PROBLEMS TO WORK ON.
- 1) In the interview transcript, when was the Nixon administration formed?
- 2) Copy the interview transcript word for word from "JOHN: Well that" to "think that's fair?".

[start of PAGE TEXT]

Holmes Norton,

Katz, Elliott




Mary Sue





INT: To what extent was the debacle at Chicago for the democratic party, a source of satisfaction for you and the Nixon campaign team?

JOHN: Well that whole thing, with the Daley people and the police clubbing the hippies, and the and the fringies - was a big net plus for us. It removed a lot of credibility from the democratic political organization. And they never, they never recovered from that that year.

INT: The Nixon administration was formed in January 1969, and the perception of that administration was that it soon felt itself to be rather beleaguered. Do you think that's fair?

JOHN: No the first year of the Nixon administration was a year of initiatives, and a lot of forward motion; and the news magazines were saying, well there's a new, new man we've never seen before, and he's not just the doctrinaire conservative - he's doing some modern things, some liberal things, we're all amazed. Now it wasn't until well into the second year, that we began to get the criticism that he was too doctrinaire, too conservative, on the wrong side of issues, and so on. and it was well into the third year, before he began having real trouble with the Congress, and around the country. Richard Nixon kept track of his poles pretty well, and you could look out the window of the White House and see a mob of people marching in the street, protesting the war in Vietnam, for instance. He could take a three by five card out of his pocket and take a look, and the poles showed him, with the confidence of 70/75% of the American people - and he'd say, I'm not to going to let those people in the street make foreign policy for this country. Here's the majority, in these poles.

[end of PAGE TEXT]
[start of DATASET RECORDS]

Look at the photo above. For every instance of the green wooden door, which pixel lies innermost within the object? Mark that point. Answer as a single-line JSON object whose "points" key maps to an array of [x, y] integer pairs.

[end of DATASET RECORDS]
[start of DATASET RECORDS]

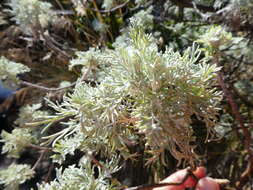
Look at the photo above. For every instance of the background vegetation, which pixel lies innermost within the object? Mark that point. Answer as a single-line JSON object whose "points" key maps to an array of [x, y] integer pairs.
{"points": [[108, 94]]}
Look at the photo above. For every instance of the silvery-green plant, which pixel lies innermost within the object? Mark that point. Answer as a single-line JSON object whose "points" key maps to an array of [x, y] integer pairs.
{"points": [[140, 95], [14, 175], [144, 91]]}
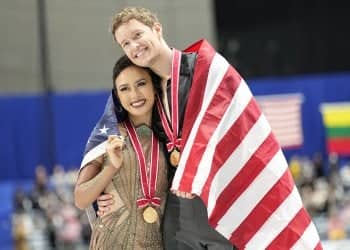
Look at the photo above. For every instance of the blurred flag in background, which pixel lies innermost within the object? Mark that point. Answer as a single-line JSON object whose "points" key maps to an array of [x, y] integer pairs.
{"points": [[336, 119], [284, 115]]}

[end of DATASET RECORDS]

PROBLEM SOLUTIONS.
- 1) January 1969

- 2)
JOHN: Well that whole thing, with the Daley people and the police clubbing the hippies, and the and the fringies - was a big net plus for us. It removed a lot of credibility from the democratic political organization. And they never, they never recovered from that that year.

INT: The Nixon administration was formed in January 1969, and the perception of that administration was that it soon felt itself to be rather beleaguered. Do you think that's fair?